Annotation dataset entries
##########

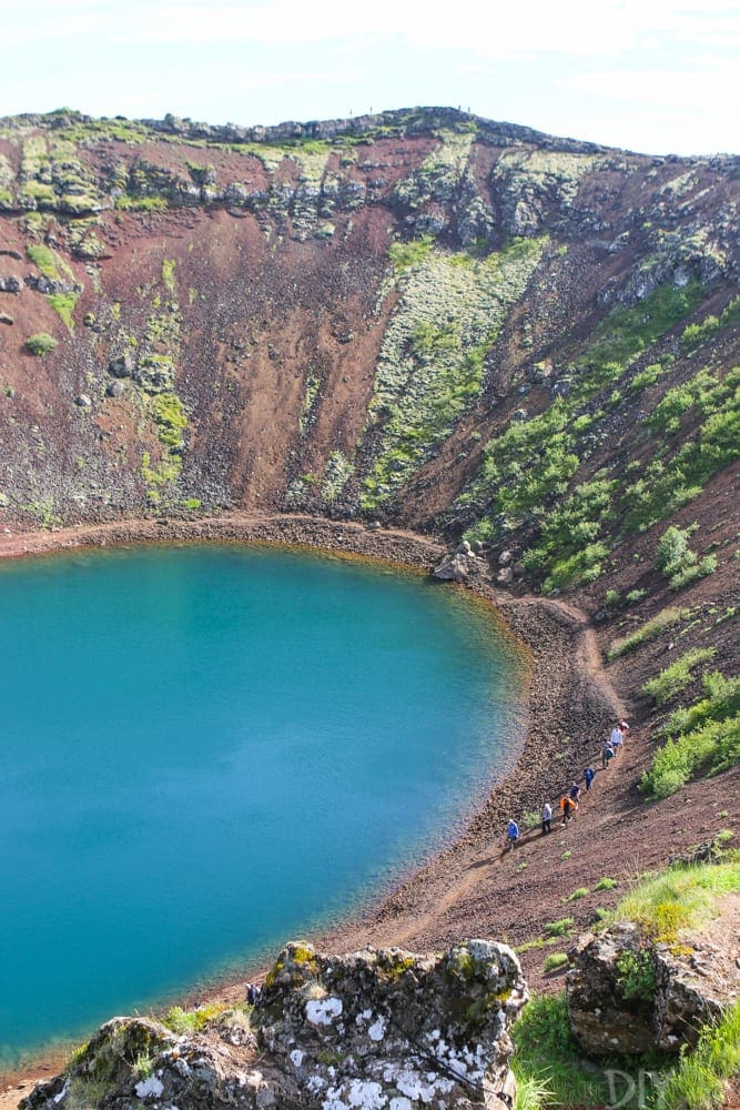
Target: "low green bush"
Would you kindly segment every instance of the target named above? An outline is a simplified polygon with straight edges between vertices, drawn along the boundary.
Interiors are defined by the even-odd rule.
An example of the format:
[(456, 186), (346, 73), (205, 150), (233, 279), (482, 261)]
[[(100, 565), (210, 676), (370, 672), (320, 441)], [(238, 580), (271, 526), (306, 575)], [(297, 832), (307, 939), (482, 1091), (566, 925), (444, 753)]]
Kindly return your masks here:
[(567, 962), (568, 957), (565, 952), (551, 952), (546, 957), (543, 968), (546, 972), (556, 971), (558, 968), (565, 967)]
[(677, 709), (661, 730), (668, 739), (640, 780), (651, 797), (667, 798), (697, 775), (740, 763), (740, 678), (712, 672), (702, 682), (704, 697)]
[(661, 1084), (656, 1110), (719, 1110), (727, 1080), (740, 1073), (740, 1001), (707, 1026), (693, 1052), (681, 1056)]
[(714, 647), (696, 647), (691, 652), (686, 652), (669, 667), (661, 670), (657, 678), (645, 683), (642, 693), (653, 698), (657, 705), (665, 705), (693, 682), (696, 667), (712, 659), (716, 655), (717, 648)]
[(672, 607), (661, 609), (660, 613), (657, 613), (650, 620), (646, 620), (635, 632), (622, 636), (620, 639), (612, 640), (607, 652), (607, 660), (611, 663), (621, 655), (636, 652), (642, 644), (649, 644), (651, 640), (657, 639), (667, 628), (672, 628), (681, 620), (687, 620), (690, 616), (690, 609), (677, 609)]
[(559, 921), (548, 921), (543, 932), (546, 937), (568, 937), (574, 927), (571, 917), (561, 917)]
[(59, 342), (53, 335), (49, 335), (47, 332), (37, 332), (36, 335), (29, 335), (24, 346), (31, 354), (43, 359), (45, 354), (49, 354), (54, 347), (59, 346)]

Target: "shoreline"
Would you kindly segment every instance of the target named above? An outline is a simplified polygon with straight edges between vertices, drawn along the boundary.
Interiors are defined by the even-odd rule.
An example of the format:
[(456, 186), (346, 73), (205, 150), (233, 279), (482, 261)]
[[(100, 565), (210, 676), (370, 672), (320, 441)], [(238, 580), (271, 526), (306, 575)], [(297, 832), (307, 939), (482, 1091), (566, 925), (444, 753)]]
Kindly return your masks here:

##########

_Objective_
Repeat the lines of the items verbatim, starting at the beginning of the items and ending at the line that contains "968), (565, 967)]", with both ends included. Leave the pictures out of your answer.

_Output_
Target: "low green bush"
Would you kindly segment every instance of the target named above? An outline is a simplified polygon with straight edges between vertices, drawn along the boundary.
Interiors are defined by the even-odd rule.
An example of the format:
[(456, 186), (346, 73), (205, 150), (233, 279), (482, 261)]
[[(100, 565), (210, 676), (370, 672), (320, 441)], [(238, 580), (271, 526), (306, 575)], [(297, 832), (307, 939), (482, 1091), (566, 925), (444, 753)]]
Kindly return your masks here:
[(567, 962), (568, 957), (565, 952), (551, 952), (546, 957), (543, 968), (546, 972), (556, 971), (558, 968), (565, 967)]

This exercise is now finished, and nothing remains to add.